▸ Task set:
- 1) In the comments on Bob Hope, what does one commenter say Hope would mutter while turning away from the camera to walk off-scene?
- 2) Transcribe the passage of the comments on Bob Hope starting with "Bob Hope, like" and going on through "joke of his!".
## Start Text shown
One suspects that Hitchens was just cashing a check on his "the guy who savaged Mother Theresa" reputation.

Posted by: Geoffrey Barto on August 4, 2003 05:01 AM

Bob Hope, like Charles Schultz, outlived the period when he did his best work. Both became institutions, and easy to attack for that reason.

Posted by: John Thacker on August 5, 2003 02:23 AM

Hitchens is really attacking Hope for not being a kind of comedian that didn't exist for many decades after Hope's day. No, Hope wasn't the cutting edge of humor but I still find his Road pictures enjoyable. He embodied a style of entertaining that looks easier than it is. He'll be missed long after Hitchens isn't.

Posted by: Robin Roberts on August 5, 2003 10:52 PM

As I've commented elsewhere, Hope was not so much a comic as a wit. Jonathon Winters is a comic - and try to remember a joke of his!

Illustration - in several of his movies (Mr. Hitchens is perhaps to have seen them even on TV), as he was turning away from the camera to walk off-scene he would mutter "There's a joke in there somewhere..."

Now, is this a funny joke you can tell like the next day, like Henny Youngman's shtick? No. But it seldom fails to crack me up six and seven decades later.

Bob Newhart had great routines, like the King trying to understand Sir Walter Raghleigh's explanation of tobacco. Bill Cosby has lots, like visiting the dentist. Perhaps this is the only type of humor Mr. Hitchens understands - I hate to think what he would make of Jack Benny's "... ... ... Well!"
## End Text shown
## Start Stored data
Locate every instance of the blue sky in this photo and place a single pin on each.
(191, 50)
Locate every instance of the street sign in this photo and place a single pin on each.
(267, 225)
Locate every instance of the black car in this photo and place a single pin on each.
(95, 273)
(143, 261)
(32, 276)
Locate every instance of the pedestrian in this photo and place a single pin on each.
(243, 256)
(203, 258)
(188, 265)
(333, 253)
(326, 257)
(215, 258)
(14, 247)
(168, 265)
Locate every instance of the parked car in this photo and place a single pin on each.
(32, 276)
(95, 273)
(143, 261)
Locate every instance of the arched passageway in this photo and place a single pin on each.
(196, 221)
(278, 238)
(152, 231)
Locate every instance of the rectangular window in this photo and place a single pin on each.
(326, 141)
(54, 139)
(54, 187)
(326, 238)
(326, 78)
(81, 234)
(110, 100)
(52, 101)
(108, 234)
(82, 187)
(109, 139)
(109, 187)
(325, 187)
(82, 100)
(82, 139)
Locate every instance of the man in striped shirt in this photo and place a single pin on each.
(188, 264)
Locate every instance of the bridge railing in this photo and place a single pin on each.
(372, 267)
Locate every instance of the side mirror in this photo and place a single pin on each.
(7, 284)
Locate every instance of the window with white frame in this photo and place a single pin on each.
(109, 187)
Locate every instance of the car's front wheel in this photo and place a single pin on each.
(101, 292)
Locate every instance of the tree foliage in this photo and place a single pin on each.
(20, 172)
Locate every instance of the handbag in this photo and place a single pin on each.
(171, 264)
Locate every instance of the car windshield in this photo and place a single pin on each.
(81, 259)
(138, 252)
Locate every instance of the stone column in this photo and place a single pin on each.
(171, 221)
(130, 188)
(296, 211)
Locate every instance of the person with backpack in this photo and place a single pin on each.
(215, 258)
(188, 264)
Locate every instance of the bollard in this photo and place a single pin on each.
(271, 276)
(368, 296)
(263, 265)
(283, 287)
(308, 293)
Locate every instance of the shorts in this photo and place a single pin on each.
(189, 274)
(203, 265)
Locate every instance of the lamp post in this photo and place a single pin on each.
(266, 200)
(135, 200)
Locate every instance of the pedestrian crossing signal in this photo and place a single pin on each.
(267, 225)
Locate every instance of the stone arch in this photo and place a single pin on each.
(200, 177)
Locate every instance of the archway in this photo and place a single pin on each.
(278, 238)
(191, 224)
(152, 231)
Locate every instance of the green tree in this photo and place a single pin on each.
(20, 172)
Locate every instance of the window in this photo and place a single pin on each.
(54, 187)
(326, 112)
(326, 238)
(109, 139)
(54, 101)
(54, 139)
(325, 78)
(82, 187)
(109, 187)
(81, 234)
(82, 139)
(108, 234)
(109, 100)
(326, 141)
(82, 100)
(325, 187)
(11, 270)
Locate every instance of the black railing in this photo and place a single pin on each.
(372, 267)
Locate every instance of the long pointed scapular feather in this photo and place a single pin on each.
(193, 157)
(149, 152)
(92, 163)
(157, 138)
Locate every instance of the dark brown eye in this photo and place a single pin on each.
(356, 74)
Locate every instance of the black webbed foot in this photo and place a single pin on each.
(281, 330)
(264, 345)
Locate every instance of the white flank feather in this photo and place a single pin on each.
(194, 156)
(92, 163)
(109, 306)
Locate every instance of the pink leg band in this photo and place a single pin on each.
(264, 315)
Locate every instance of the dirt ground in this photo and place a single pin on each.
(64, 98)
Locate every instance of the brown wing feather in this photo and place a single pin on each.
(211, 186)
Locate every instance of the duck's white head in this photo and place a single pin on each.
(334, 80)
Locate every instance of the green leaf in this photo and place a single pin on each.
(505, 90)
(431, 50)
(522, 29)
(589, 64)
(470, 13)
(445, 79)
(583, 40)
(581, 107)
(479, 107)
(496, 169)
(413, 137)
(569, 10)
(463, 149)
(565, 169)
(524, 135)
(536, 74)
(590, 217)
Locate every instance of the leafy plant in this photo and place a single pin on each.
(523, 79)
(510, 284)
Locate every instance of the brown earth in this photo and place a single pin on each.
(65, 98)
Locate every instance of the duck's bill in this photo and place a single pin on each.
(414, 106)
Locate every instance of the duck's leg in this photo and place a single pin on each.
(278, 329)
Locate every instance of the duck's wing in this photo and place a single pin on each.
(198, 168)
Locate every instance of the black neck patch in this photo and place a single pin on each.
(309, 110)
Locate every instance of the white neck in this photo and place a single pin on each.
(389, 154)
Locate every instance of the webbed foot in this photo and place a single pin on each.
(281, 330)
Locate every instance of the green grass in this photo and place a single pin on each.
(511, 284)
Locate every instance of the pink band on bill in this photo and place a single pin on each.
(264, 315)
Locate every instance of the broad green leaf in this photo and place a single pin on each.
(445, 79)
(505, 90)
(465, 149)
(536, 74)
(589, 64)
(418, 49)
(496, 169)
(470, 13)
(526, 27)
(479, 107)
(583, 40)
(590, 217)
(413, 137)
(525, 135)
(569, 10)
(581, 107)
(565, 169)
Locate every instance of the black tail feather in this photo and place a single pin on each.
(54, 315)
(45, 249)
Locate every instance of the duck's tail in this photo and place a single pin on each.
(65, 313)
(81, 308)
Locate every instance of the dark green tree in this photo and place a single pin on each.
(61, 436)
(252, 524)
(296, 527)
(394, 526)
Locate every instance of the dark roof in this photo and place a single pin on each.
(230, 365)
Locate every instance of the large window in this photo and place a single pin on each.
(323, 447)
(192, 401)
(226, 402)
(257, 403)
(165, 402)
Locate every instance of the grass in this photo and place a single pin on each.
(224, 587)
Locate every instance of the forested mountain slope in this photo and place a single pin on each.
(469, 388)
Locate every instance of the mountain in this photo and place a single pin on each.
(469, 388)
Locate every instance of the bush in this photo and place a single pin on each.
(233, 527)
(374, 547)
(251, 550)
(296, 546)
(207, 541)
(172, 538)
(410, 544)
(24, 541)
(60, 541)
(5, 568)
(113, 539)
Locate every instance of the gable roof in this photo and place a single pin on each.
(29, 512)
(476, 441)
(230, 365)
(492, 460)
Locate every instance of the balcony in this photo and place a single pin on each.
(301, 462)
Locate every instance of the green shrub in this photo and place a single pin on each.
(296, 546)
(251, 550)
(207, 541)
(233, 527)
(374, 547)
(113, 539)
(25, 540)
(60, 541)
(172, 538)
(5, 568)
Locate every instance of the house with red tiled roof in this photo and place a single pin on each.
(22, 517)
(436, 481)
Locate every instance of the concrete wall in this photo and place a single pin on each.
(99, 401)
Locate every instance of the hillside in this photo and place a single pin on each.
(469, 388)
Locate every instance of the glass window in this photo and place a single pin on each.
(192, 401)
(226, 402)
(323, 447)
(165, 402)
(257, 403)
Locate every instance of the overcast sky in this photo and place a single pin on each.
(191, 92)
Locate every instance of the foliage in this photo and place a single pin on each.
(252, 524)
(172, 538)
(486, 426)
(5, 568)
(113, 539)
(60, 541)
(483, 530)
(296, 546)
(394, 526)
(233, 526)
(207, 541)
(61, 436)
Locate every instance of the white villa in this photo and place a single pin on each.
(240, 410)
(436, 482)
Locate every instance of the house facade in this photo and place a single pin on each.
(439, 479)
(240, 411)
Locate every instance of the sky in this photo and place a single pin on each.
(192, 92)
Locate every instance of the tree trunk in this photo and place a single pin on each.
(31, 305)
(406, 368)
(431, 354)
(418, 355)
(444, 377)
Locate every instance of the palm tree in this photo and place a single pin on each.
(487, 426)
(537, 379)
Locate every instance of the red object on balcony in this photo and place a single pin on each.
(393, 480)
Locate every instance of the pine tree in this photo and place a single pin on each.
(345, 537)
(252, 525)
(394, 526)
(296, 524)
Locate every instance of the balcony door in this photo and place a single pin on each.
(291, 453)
## End Stored data
▸ Answer set:
- 1) "There's a joke in there somewhere..."

- 2)
Bob Hope, like Charles Schultz, outlived the period when he did his best work. Both became institutions, and easy to attack for that reason.

Posted by: John Thacker on August 5, 2003 02:23 AM

Hitchens is really attacking Hope for not being a kind of comedian that didn't exist for many decades after Hope's day. No, Hope wasn't the cutting edge of humor but I still find his Road pictures enjoyable. He embodied a style of entertaining that looks easier than it is. He'll be missed long after Hitchens isn't.

Posted by: Robin Roberts on August 5, 2003 10:52 PM

As I've commented elsewhere, Hope was not so much a comic as a wit. Jonathon Winters is a comic - and try to remember a joke of his!